WHAT THIS TASK INVOLVES:
Pull out each line of the material below that contains the word "hair".

(Pointing dataset records)

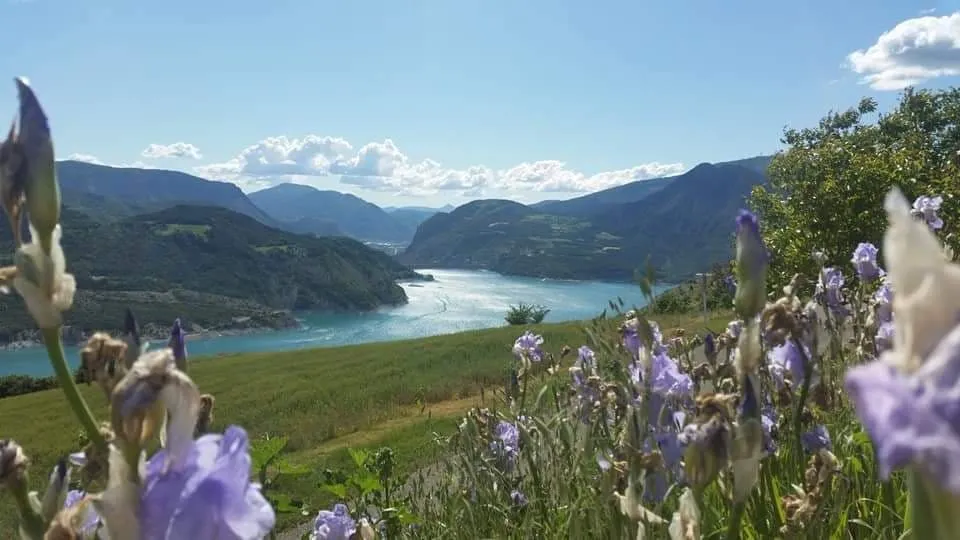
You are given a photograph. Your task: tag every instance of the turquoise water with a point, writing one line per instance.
(457, 300)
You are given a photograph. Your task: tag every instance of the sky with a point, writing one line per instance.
(430, 102)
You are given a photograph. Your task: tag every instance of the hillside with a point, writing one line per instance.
(353, 216)
(683, 227)
(114, 192)
(595, 203)
(214, 267)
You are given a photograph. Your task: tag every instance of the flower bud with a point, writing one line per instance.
(36, 146)
(752, 261)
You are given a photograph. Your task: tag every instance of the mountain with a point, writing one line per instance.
(211, 266)
(683, 226)
(115, 192)
(596, 203)
(355, 217)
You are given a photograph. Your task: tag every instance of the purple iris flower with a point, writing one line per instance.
(913, 419)
(865, 262)
(206, 494)
(334, 525)
(178, 343)
(927, 208)
(91, 520)
(818, 437)
(787, 358)
(529, 346)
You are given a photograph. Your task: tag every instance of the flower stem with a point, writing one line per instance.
(51, 340)
(30, 521)
(736, 517)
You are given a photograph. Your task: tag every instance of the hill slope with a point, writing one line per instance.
(596, 203)
(352, 215)
(211, 266)
(115, 192)
(684, 227)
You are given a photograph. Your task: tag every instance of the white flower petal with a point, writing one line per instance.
(927, 285)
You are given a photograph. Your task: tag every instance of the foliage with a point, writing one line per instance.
(826, 189)
(233, 282)
(680, 228)
(526, 314)
(300, 394)
(688, 297)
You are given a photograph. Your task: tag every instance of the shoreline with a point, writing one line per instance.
(150, 337)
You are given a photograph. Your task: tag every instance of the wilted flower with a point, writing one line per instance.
(334, 525)
(41, 279)
(787, 359)
(528, 347)
(865, 262)
(926, 208)
(752, 258)
(816, 438)
(685, 524)
(830, 290)
(586, 358)
(178, 344)
(518, 498)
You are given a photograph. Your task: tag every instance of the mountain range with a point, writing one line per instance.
(213, 267)
(110, 193)
(680, 224)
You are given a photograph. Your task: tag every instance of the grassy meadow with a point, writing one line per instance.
(325, 401)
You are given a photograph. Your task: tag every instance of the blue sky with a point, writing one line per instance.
(436, 101)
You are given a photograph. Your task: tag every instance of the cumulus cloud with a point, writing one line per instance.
(382, 166)
(175, 150)
(914, 51)
(86, 158)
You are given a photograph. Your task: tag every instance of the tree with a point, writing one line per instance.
(826, 189)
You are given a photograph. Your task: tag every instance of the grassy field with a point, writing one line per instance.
(325, 400)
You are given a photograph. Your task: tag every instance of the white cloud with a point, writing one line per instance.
(914, 51)
(382, 166)
(175, 150)
(86, 158)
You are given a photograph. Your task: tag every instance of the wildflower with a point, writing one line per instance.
(41, 279)
(787, 359)
(883, 301)
(883, 340)
(206, 493)
(27, 172)
(528, 347)
(151, 388)
(506, 446)
(586, 358)
(77, 519)
(906, 399)
(102, 361)
(865, 262)
(709, 346)
(334, 525)
(178, 345)
(830, 290)
(734, 328)
(518, 498)
(685, 524)
(752, 261)
(926, 208)
(816, 438)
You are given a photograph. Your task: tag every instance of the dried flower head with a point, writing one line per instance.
(102, 360)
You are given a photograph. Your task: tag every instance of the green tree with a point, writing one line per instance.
(826, 190)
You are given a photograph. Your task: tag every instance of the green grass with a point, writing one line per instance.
(319, 396)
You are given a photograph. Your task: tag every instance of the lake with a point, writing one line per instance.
(456, 300)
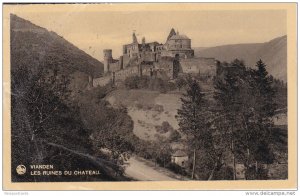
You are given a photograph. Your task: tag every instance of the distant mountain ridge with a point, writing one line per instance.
(35, 46)
(273, 53)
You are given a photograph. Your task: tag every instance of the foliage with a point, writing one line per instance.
(245, 98)
(145, 82)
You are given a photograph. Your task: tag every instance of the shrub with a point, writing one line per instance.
(176, 169)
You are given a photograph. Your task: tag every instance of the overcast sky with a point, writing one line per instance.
(95, 31)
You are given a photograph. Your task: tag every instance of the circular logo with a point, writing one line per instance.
(21, 169)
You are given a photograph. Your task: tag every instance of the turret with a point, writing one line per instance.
(107, 59)
(134, 39)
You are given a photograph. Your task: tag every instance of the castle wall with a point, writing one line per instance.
(101, 81)
(202, 66)
(115, 66)
(120, 75)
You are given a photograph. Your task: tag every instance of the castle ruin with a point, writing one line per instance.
(168, 59)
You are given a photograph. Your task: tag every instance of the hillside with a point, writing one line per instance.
(35, 46)
(273, 53)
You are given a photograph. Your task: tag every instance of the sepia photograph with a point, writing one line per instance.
(149, 92)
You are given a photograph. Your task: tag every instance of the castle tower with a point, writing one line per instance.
(107, 59)
(134, 39)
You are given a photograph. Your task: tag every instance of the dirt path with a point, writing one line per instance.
(144, 170)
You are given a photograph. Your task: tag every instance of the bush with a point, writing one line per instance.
(136, 82)
(164, 128)
(176, 169)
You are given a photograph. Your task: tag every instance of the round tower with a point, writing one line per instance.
(107, 59)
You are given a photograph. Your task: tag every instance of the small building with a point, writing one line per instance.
(180, 158)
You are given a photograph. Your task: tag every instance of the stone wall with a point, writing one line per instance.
(202, 66)
(119, 75)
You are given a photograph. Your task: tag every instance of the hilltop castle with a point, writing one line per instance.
(156, 60)
(176, 45)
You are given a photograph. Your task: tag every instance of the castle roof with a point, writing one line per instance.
(179, 153)
(176, 37)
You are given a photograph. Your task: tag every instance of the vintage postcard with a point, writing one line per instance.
(150, 96)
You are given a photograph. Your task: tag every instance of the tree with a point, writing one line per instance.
(245, 101)
(180, 82)
(264, 90)
(192, 119)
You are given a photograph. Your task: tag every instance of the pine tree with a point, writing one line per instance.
(192, 119)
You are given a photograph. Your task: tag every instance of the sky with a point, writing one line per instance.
(93, 31)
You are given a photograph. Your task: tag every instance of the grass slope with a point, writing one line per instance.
(34, 46)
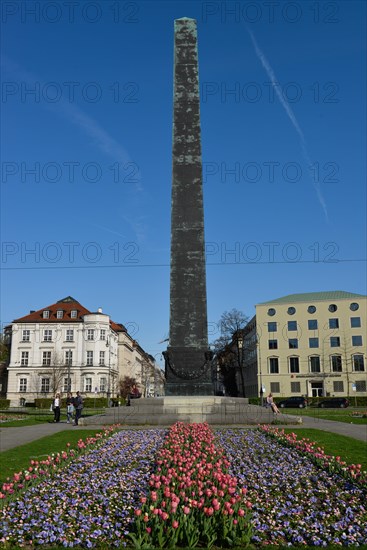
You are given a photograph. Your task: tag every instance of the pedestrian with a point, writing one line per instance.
(78, 404)
(270, 403)
(69, 407)
(57, 408)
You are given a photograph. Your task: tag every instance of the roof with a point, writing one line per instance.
(315, 297)
(67, 305)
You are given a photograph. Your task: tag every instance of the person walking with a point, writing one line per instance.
(69, 407)
(270, 403)
(57, 408)
(78, 404)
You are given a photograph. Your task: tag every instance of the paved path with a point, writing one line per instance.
(14, 437)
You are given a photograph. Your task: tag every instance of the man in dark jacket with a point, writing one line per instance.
(78, 404)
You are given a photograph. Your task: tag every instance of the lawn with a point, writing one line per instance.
(340, 415)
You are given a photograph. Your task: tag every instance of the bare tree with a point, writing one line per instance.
(229, 348)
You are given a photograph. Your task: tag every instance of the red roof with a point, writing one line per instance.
(67, 305)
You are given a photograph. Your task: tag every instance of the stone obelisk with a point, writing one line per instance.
(187, 359)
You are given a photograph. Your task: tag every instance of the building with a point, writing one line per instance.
(311, 344)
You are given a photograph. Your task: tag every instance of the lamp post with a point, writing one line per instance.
(108, 344)
(240, 361)
(69, 374)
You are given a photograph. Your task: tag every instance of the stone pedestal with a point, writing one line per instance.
(165, 411)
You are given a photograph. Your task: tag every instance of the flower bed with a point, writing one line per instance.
(193, 501)
(90, 500)
(41, 468)
(333, 464)
(294, 501)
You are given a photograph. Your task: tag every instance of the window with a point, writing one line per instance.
(274, 387)
(336, 363)
(273, 365)
(338, 386)
(333, 323)
(293, 343)
(358, 363)
(47, 335)
(356, 340)
(361, 385)
(315, 364)
(294, 364)
(45, 385)
(46, 358)
(102, 384)
(334, 341)
(67, 384)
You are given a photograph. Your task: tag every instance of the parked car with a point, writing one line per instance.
(335, 402)
(295, 402)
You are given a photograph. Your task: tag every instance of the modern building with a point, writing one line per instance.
(311, 344)
(65, 346)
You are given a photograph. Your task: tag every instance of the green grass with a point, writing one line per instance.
(19, 458)
(340, 415)
(352, 451)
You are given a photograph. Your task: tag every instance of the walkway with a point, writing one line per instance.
(14, 437)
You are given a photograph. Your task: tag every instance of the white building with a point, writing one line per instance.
(62, 346)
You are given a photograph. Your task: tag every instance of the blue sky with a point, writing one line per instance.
(86, 156)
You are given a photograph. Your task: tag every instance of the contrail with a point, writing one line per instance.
(291, 116)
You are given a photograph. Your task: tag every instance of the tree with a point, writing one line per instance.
(229, 349)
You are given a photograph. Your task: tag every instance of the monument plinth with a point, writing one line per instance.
(187, 359)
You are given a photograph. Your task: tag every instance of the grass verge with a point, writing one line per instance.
(352, 451)
(339, 415)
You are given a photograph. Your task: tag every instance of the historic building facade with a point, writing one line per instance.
(311, 344)
(65, 346)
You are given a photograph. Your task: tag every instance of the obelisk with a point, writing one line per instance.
(187, 359)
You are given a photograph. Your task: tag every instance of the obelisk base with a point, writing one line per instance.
(188, 371)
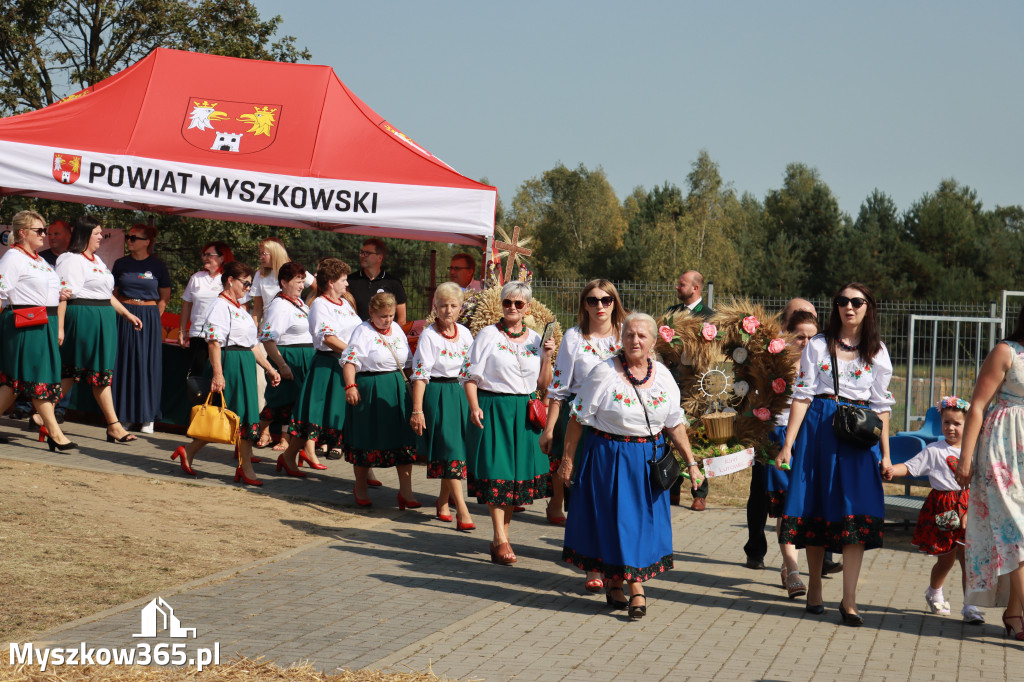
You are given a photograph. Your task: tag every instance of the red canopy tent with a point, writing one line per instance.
(207, 136)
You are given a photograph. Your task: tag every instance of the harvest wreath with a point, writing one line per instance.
(734, 373)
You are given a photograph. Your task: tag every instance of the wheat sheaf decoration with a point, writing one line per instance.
(734, 374)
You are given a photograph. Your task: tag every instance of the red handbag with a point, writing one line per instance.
(34, 316)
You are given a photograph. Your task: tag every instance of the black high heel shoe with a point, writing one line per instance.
(849, 617)
(637, 612)
(71, 444)
(128, 437)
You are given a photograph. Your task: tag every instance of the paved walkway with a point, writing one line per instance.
(400, 590)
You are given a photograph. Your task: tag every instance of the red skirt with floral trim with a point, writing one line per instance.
(927, 535)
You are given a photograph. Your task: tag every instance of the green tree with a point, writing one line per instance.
(51, 48)
(574, 219)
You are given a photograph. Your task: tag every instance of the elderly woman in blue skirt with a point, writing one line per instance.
(621, 525)
(505, 367)
(142, 284)
(88, 323)
(596, 337)
(377, 431)
(230, 334)
(440, 413)
(320, 407)
(30, 355)
(835, 500)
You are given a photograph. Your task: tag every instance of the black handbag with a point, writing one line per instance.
(858, 426)
(665, 468)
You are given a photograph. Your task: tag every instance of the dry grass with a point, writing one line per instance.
(78, 542)
(239, 670)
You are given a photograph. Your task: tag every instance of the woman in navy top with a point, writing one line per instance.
(143, 286)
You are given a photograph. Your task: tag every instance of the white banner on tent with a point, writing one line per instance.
(212, 192)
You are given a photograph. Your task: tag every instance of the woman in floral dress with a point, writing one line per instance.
(835, 501)
(596, 337)
(995, 514)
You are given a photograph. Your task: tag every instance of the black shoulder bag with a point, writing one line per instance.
(858, 426)
(664, 469)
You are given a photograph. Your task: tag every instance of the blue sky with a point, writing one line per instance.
(894, 95)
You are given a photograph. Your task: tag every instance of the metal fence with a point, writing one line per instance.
(946, 354)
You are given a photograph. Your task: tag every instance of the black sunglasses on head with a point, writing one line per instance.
(605, 301)
(856, 302)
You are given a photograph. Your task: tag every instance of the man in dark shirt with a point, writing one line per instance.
(371, 279)
(59, 237)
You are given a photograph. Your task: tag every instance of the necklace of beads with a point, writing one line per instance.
(629, 373)
(511, 335)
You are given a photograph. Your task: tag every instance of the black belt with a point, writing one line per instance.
(50, 309)
(829, 396)
(97, 302)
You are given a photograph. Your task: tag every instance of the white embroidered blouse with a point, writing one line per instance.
(27, 281)
(437, 356)
(87, 279)
(229, 325)
(499, 366)
(329, 318)
(608, 402)
(577, 356)
(857, 380)
(285, 323)
(368, 349)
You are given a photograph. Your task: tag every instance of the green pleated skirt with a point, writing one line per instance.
(377, 431)
(31, 357)
(505, 462)
(281, 398)
(442, 444)
(90, 348)
(320, 408)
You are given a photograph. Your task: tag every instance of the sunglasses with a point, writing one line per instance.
(856, 302)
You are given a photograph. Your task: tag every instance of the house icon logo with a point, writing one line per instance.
(157, 615)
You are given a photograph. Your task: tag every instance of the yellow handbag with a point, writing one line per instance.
(213, 423)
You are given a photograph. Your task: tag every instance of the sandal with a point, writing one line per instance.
(794, 586)
(503, 554)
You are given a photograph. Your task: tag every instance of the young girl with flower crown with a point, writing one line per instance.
(940, 525)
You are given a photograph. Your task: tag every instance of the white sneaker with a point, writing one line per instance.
(973, 614)
(936, 603)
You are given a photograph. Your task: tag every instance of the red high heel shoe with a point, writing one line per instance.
(440, 517)
(408, 504)
(283, 465)
(314, 465)
(180, 452)
(361, 503)
(240, 475)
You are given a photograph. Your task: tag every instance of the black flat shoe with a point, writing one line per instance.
(637, 612)
(848, 617)
(615, 603)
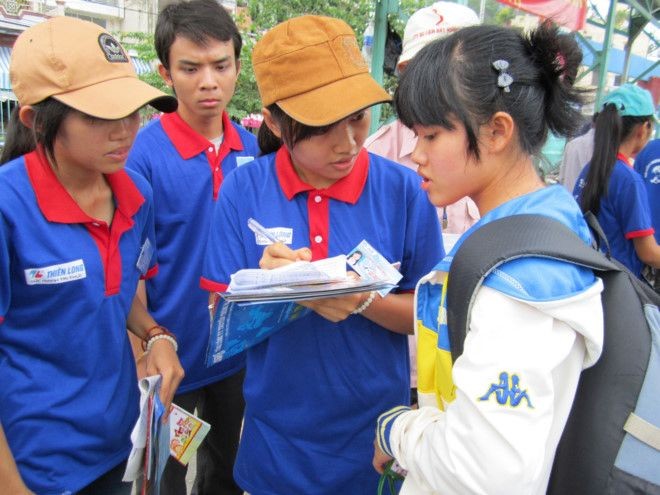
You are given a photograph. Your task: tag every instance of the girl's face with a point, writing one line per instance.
(322, 160)
(448, 172)
(88, 145)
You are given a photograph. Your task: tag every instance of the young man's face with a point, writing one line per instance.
(203, 77)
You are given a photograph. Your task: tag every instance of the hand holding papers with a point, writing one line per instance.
(301, 280)
(242, 318)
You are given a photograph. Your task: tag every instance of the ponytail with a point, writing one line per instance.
(48, 117)
(268, 142)
(610, 131)
(19, 140)
(558, 57)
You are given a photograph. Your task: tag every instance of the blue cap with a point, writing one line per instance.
(631, 100)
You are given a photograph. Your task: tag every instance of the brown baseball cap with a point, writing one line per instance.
(312, 68)
(83, 66)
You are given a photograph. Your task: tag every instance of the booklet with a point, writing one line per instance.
(291, 275)
(186, 434)
(236, 327)
(150, 440)
(259, 302)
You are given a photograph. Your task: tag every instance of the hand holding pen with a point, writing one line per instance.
(277, 254)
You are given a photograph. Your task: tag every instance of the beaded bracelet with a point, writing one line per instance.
(365, 304)
(162, 336)
(155, 331)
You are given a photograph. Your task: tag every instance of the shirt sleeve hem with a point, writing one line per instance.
(211, 286)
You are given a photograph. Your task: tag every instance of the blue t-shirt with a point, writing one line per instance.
(647, 163)
(186, 173)
(624, 212)
(536, 278)
(314, 389)
(69, 395)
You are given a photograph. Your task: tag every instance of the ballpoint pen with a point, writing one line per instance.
(257, 228)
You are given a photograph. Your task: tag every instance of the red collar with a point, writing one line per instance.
(347, 189)
(189, 142)
(624, 159)
(56, 203)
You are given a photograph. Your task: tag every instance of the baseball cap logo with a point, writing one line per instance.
(440, 17)
(111, 49)
(352, 51)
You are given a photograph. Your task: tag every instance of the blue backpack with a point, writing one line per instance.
(611, 442)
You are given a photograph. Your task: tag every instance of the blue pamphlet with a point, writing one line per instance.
(236, 327)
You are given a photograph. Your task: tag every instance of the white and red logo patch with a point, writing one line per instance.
(56, 274)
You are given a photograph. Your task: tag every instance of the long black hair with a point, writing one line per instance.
(292, 131)
(454, 79)
(611, 129)
(48, 117)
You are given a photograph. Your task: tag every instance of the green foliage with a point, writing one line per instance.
(263, 15)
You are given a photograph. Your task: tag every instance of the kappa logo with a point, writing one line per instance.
(112, 49)
(655, 173)
(507, 391)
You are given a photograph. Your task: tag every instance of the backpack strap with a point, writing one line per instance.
(502, 240)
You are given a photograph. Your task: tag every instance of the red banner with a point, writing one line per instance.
(567, 13)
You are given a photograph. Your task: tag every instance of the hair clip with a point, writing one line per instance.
(504, 80)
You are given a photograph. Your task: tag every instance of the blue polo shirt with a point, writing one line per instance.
(314, 389)
(186, 173)
(624, 212)
(69, 395)
(647, 164)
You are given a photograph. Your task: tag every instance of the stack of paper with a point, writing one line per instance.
(298, 281)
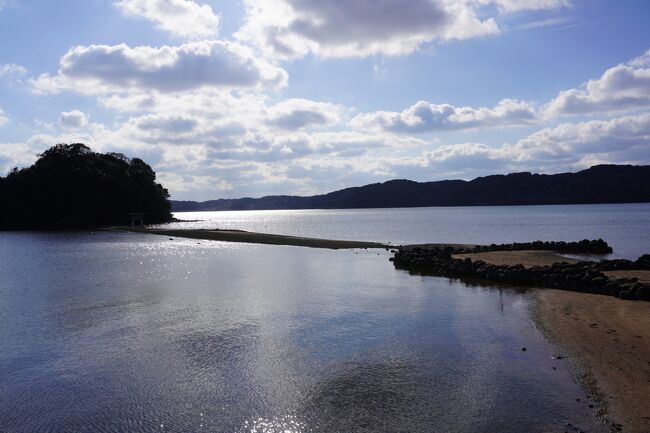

THE COMPLETED TASK:
You are given a photograph. Your task: tag every instance of the long black hair with a point, writing one line per instance.
You are given a photograph. Your task: tag every instance of the hair clip with a point, writing one line per instance.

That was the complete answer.